→ Your task
Reproduce every one of the following entries verbatim, leaving each line unaltered.

(Point annotation entries)
::::::::

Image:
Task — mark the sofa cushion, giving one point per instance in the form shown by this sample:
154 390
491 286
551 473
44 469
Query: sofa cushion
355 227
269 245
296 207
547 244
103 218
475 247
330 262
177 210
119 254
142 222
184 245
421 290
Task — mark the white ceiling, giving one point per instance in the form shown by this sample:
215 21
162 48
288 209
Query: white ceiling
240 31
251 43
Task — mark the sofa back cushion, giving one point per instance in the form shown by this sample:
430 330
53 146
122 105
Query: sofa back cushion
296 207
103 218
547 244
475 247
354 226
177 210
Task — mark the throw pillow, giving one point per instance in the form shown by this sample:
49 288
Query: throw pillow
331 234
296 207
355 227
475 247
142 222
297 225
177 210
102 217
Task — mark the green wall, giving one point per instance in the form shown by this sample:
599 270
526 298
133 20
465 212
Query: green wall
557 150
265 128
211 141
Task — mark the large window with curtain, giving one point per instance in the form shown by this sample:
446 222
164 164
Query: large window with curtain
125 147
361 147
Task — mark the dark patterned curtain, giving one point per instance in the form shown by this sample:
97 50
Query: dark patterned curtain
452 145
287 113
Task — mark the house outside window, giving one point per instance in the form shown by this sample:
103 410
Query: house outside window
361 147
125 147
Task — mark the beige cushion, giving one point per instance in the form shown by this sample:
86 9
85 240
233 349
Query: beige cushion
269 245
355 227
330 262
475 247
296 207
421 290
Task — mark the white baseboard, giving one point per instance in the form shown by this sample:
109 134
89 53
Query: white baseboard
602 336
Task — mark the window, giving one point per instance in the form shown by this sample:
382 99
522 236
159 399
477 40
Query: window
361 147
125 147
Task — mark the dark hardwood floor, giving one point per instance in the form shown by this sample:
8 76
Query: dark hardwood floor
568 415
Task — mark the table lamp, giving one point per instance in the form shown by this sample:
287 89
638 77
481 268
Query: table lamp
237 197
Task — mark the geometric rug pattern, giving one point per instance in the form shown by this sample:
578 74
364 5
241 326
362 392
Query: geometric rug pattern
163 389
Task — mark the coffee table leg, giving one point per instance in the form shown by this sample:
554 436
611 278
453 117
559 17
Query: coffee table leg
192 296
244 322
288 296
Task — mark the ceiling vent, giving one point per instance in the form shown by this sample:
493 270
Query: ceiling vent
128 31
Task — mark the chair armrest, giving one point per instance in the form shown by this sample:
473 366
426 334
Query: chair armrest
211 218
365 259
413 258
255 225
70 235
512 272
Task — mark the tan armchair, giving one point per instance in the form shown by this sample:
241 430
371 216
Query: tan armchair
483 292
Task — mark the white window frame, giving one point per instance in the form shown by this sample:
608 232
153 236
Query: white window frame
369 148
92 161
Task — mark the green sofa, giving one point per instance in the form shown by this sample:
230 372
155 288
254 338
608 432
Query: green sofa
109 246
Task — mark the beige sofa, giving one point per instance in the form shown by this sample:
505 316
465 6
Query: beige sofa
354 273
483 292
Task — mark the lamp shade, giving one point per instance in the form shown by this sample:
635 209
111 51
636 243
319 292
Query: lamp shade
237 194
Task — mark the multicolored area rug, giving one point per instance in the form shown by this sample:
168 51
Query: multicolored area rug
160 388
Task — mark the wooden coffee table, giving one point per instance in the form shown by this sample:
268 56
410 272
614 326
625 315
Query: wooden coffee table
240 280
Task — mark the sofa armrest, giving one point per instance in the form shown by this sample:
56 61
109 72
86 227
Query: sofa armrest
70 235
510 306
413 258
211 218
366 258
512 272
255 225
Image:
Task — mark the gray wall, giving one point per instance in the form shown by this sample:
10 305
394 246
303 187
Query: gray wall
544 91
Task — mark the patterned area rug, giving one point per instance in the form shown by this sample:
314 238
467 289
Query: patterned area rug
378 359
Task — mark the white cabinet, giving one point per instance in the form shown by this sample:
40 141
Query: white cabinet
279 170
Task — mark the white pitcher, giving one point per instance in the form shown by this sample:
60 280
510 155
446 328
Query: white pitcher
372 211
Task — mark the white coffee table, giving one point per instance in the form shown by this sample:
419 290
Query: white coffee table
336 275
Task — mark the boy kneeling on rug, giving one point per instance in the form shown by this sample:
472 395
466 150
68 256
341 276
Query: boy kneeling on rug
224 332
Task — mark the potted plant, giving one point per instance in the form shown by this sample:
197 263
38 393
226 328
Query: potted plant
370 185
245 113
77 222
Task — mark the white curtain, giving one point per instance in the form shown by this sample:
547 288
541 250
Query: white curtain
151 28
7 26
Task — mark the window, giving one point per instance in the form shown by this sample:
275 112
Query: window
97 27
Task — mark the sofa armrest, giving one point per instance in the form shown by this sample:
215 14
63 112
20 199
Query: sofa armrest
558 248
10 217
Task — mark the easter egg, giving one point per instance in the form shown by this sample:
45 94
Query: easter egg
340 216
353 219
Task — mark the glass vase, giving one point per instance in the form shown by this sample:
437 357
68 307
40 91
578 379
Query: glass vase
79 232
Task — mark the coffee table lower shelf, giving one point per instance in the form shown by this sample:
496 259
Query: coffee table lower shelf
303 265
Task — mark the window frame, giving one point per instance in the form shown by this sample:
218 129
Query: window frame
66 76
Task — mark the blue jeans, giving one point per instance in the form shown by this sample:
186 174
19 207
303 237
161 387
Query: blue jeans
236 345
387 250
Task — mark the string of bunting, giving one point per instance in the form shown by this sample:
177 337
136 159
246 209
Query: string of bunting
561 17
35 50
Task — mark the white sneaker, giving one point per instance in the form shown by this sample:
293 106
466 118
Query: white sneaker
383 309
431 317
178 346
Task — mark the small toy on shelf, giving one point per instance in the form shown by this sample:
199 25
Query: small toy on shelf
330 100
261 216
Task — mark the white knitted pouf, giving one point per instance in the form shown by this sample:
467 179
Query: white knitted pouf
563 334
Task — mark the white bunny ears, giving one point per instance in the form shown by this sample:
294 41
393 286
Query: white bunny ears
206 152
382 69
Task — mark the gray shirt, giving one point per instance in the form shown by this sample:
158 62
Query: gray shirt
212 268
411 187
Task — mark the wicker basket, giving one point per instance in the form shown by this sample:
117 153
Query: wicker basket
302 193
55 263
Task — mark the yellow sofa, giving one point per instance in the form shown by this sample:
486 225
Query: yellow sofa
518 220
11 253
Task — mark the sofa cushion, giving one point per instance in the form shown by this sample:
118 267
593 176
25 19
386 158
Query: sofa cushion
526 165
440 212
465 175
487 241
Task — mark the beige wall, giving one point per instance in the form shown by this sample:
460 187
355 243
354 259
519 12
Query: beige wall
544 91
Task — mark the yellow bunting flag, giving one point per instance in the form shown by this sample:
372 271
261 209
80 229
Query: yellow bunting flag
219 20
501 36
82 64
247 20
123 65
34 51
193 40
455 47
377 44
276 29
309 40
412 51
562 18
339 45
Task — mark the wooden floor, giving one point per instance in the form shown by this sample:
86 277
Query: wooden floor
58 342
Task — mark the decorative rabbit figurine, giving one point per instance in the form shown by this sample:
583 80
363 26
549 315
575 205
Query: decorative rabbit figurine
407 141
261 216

::::::::

→ Result of this task
Image:
Task — mark the sofa cushion, giving one point per instance in the form shown by this sample:
154 390
491 286
551 473
44 469
Query: sofa cushion
355 227
269 245
296 207
547 244
103 218
475 247
330 262
177 210
119 254
142 222
184 245
421 290
Task — mark the white ceiling, giving one point per instance in the form shown by this sample:
215 21
162 48
288 209
Query: white ceiling
240 31
251 43
Task — mark the sofa back cushion, giving one point per instance in the form shown by this sample:
430 330
53 146
122 105
Query: sofa back cushion
296 207
103 218
547 244
475 247
354 226
177 210
Task — mark the throw pillow, giving one point per instance in the form shown by this sample:
49 288
Query: throw pillow
331 234
296 207
355 227
475 247
142 222
297 225
177 210
102 217
Task — mark the green wall, giving one point per instance in the form shown by this sample:
599 270
526 298
133 20
465 212
Query: green wall
557 150
265 128
211 141
Task — mark the large window with curtain, giving one point per instance in the form shown by this sample:
446 222
164 164
Query: large window with curtain
125 147
361 147
Task — mark the dark patterned curtain, giving one point per instance in the form shown by this sample:
97 50
Query: dark patterned curtain
452 145
287 113
Task — mark the house outside window, giving one point per instance in the form shown by this sample:
103 410
Query: house outside window
361 147
125 147
Task — mark the beige cushion, giving one point per instance in the form shown by this sample:
86 9
85 240
233 349
Query: beige cushion
269 245
355 227
330 262
475 247
296 207
421 290
Task — mark the white baseboard, giving one point per instance in the form shown by this sample:
109 134
89 53
Query: white baseboard
602 336
Task — mark the window, giving one point per instance in the form shown by this sample:
382 99
522 236
159 399
477 40
Query: window
361 147
125 147
Task — mark the dark hardwood floor, giving one point per instance in the form shown by this sample:
8 76
Query: dark hardwood floor
568 415
Task — mark the table lamp, giving one point per instance in the form shown by this sample:
287 89
638 77
481 268
Query: table lamp
237 197
Task — mark the geometric rug pattern, giving one point per instance in the form shown by this sample:
578 74
364 5
241 326
362 392
Query: geometric rug pattern
163 389
Task — mark the coffee table leg, giving one point per instance in the form shown by this sample:
554 436
611 278
453 117
559 17
Query: coffee table leg
192 296
244 322
288 296
Task — mark the ceiling vent, giving one point per instance in the form shown by this sample:
493 270
Query: ceiling vent
128 31
Task — mark the chair armrest, giving one point per instance in the form shown by this sample:
473 366
426 334
Query: chair armrest
211 218
365 259
413 258
255 225
70 235
512 272
Task — mark the tan armchair, giving one point per instance in the form shown by this sample:
241 430
371 216
Query: tan armchair
483 292
Task — mark the white window frame, giving one point per instance in the form shown by this sample:
608 232
153 236
Query: white window frame
369 148
92 161
Task — mark the green sofa, giving one point per instance in the form shown by this sample:
230 372
155 288
254 338
608 432
Query: green sofa
109 246
Task — mark the beige sofa, giving one point per instance in the form shown by this sample:
505 316
465 6
Query: beige sofa
354 273
483 292
Task — mark the lamp shade, giving one point per instance in the form shown by this sample:
635 209
111 51
636 243
319 292
Query: lamp shade
237 194
Task — mark the multicolored area rug, giving one point per instance in the form shown by this sample:
168 51
Query: multicolored area rug
160 388
Task — mark the wooden coffee table, giving one point per instance in the form shown by this sample:
268 56
410 272
614 326
625 315
Query: wooden coffee table
240 280
Task — mark the sofa armrest, giving one point per instance in the form shown by this sample:
56 61
109 72
86 227
Query: sofa armrest
70 235
510 306
413 258
211 218
366 258
512 272
255 225
Image:
Task — mark the gray wall, giving one point per instance in the form shown by this sample:
10 305
394 246
303 187
Query: gray wall
544 91
Task — mark the patterned area rug, giving one point per instance in the form shown by this sample:
314 238
467 289
Query: patterned area rug
378 359
Task — mark the white cabinet, giving one point per instance in the form shown by this sample:
40 141
Query: white cabinet
279 170
Task — mark the white pitcher, giving one point per instance in the form shown by this sample:
60 280
510 155
446 328
Query: white pitcher
372 211
Task — mark the white coffee table, giving one point per instance in the form shown by this sample:
419 290
Query: white coffee table
336 275
Task — mark the boy kneeling on rug, giving one point per instance in the form shown by this sample:
472 395
466 150
68 256
341 276
Query: boy kneeling on rug
224 332
Task — mark the potted plant, giving one point per instance in the form shown by this sample:
197 263
38 393
226 328
Query: potted plant
370 185
245 113
77 222
Task — mark the white curtain, giving one point per instance in the form shown by this sample:
547 288
541 250
Query: white curtain
151 28
7 26
Task — mark the window, giving one point per instance in the form shown by this sample:
275 112
Query: window
97 27
Task — mark the sofa armrest, giving one point per instance in the form shown by this sample:
215 14
63 112
20 199
Query: sofa armrest
558 248
10 217
Task — mark the easter egg, giving one point per instance in the form shown by this sample:
45 94
Query: easter egg
340 216
353 219
Task — mark the glass vase, giving one point per instance in the form shown by this sample:
437 357
68 307
40 91
578 379
Query: glass vase
79 232
Task — mark the coffee table lower shelf, giving one point per instance in the form shown by this sample:
496 259
Query: coffee table lower shelf
303 265
Task — mark the window frame, giving one point per instance in the form shown by this sample:
218 129
Query: window frame
66 76
Task — mark the blue jeans, giving one point per instance in the form shown by this sample:
186 174
19 207
303 237
161 387
Query: blue jeans
236 345
387 250
Task — mark the string of bunting, giving one point per instance in the form shown by this sample:
177 337
136 159
246 209
Query: string of bunting
561 17
35 50
Task — mark the white sneaker, giving one point per instance in the form shown by this sample:
293 106
466 118
Query: white sneaker
383 309
431 317
178 346
Task — mark the small toy on shelf, giving one point per instance in the form shown by this sample:
199 25
Query: small toy on shelf
330 100
261 216
Task — mark the white knitted pouf, giving one point per instance in the form shown by this sample:
467 179
Query: white knitted pouf
563 334
Task — mark the white bunny ears, giving one point per instance in the form shown by this sample:
294 41
393 286
Query: white bunny ears
206 152
382 69
Task — mark the gray shirt, giving one point per instance in the form shown by this sample:
158 62
Query: gray shirt
212 268
411 187
Task — mark the wicker basket, giving one point per instance in the form shown by this sample:
117 153
Query: wicker basket
302 193
55 263
Task — mark the yellow sofa, giving one point per instance in the form shown by this sample:
486 225
Query: yellow sofa
518 220
11 253
Task — mark the sofa cushion, giving one point per instance in the form shown by this sample:
118 267
593 176
25 19
386 158
Query: sofa cushion
526 165
440 212
465 175
487 241
Task — mark the beige wall, giving one point per instance in the form shown by this sample:
460 187
355 243
354 259
519 12
Query: beige wall
544 91
Task — mark the yellow bunting flag, giving one point per instance in the form shown by this sample:
372 271
261 209
80 229
Query: yellow bunting flag
219 20
501 36
82 64
247 20
123 65
34 51
193 40
455 47
377 44
276 29
309 40
412 51
562 18
339 45
Task — mark the wooden floor, giving one point per instance in the form shown by this sample:
86 277
Query: wooden floor
58 342
Task — mark the decorative rabbit figurine, giving one point per instance in the form shown by this sample:
583 80
363 26
549 315
575 205
Query: decorative rabbit figurine
407 141
261 216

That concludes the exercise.